TO: Michio Kaku, City College of New York, NYC, NY 10031
FM: Bruce E. Camber
RE: Your entries in ArXiv; your many books particularly The Future of the Mind; and also your homepage(s) within Big Think, particularly The Universe as a Symphony, CCNY, Facebook, Twitter, Wikipedia
Third email: 6 July 2023 at 1:08 PM
Dear Prof. Dr. Michio Kaku:
You have such a following, I think others are using your name erroneously. Yet, we’re all becoming more sophisticated consumers of the web’s information. Eventually, AI will push the abusers back into the weeds and their pages will rarely be found. I am cleaning up a page of references I have about your work along with my prior messages and emails: https://81018.com/2017/08/31/kaku/
As a person who was first able to visualize infinitesimally small strings, can we place them at the Planck scale? I think so. I think we can place them right inside the never-ending, never-repeating numbers of π (pi) which I believe also define the finite-infinite divide. Now, that’s a stretch!
Thank you for all that you do, for being so bold and so willing to risk!
Warmly,
Bruce
PS. You might enjoy this reference to Cumrun Vafa’s comment about the Planck scale on the homepage today: https://81018.com/penultimate-revolution/#Vafa I wish you the best. -BEC
Tweet: 20 January 2018
@michiokaku Do you affirm Newton’s absolute space and time? I would enjoy hearing your comments!
Second email: May 31, 2017
Co-founder of Field String Theory explains why the universe has 11 dimensions https://sumo.ly/A1dO via @bigthink
Dear Prof. Dr. Michio Kaku:
Does M-Theory jive with big bang cosmology? Or, better yet, could it be harmonized within a simple quiet expansion? Couldn’t the universe have started a bit more simply, i.e. from the Planck units by engaging base-2 exponentiation, expanding rather quietly to the first second at notation #143 then rumbling on out to the Age of the Universe within the 202nd notation? Reference: https://81018.com/chart/
All of human history is within that last notation. It is simple, sweetly naive, yet rather compelling. What do you think?
Thanks.
Sincerely,
Bruce
****************
Bruce Camber
http://81018.com
First email: Sat, Apr 15, 2017 at 5:27 PM
References: https://twitter.com/michiokaku https://mkaku.org/ where you ask, “Who invented the transistor? Who invented the laser? Who invented the computer ..the television? Who invented the robot? Who invented the nanotube?”

[Pointing and labeling entries]
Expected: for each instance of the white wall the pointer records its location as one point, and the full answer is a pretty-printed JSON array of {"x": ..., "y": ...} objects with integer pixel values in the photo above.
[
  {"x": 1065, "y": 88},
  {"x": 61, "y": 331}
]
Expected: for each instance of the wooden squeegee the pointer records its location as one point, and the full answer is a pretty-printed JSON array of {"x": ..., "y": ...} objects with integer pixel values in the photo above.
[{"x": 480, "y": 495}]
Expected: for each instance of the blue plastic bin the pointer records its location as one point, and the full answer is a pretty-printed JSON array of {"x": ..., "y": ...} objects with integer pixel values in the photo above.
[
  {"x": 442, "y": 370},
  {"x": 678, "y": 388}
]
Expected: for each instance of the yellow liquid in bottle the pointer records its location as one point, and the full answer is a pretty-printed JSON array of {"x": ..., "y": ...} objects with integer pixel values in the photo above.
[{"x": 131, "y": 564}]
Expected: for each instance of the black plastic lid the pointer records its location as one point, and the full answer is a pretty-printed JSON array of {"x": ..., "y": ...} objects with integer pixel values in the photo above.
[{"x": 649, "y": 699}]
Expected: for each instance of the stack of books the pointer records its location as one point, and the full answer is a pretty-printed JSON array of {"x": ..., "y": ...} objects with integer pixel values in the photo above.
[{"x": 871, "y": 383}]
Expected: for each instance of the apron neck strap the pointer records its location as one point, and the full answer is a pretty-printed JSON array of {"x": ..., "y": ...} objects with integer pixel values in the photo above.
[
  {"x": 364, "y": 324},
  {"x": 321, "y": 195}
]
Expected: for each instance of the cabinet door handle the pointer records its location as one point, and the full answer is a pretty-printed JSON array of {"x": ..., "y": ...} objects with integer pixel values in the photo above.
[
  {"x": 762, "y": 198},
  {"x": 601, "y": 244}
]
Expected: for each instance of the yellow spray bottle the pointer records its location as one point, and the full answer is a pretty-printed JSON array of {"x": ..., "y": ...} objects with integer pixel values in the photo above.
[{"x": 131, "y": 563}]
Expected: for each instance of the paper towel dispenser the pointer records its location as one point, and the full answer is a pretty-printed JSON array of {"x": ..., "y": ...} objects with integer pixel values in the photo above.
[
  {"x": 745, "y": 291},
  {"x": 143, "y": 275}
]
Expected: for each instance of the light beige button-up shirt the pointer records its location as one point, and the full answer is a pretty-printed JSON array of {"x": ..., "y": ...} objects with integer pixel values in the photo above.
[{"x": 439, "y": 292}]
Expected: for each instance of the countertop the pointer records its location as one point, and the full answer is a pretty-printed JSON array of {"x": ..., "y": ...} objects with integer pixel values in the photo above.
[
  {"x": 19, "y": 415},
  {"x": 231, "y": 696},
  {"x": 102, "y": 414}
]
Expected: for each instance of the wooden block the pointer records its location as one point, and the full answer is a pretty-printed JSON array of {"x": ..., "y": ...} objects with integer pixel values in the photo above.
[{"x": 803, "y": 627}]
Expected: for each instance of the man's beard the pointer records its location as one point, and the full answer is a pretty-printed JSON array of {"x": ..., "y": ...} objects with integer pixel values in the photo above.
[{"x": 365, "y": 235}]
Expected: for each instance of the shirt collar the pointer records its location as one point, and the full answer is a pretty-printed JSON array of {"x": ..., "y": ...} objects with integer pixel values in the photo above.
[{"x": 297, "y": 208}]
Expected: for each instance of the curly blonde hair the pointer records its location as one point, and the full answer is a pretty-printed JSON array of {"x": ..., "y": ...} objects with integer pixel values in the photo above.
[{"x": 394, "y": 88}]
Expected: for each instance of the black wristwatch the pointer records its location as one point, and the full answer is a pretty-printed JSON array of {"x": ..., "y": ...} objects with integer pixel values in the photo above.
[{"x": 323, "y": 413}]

**Goal 1:** In the messages to Michio Kaku, what is the date of the tweet?
**Goal 2:** Translate this sentence from the messages to Michio Kaku into Spanish: "All of human history is within that last notation."
None of the rows are needed here.

**Complete output 1:** 20 January 2018

**Complete output 2:** Toda la historia humana está dentro de esa última notación.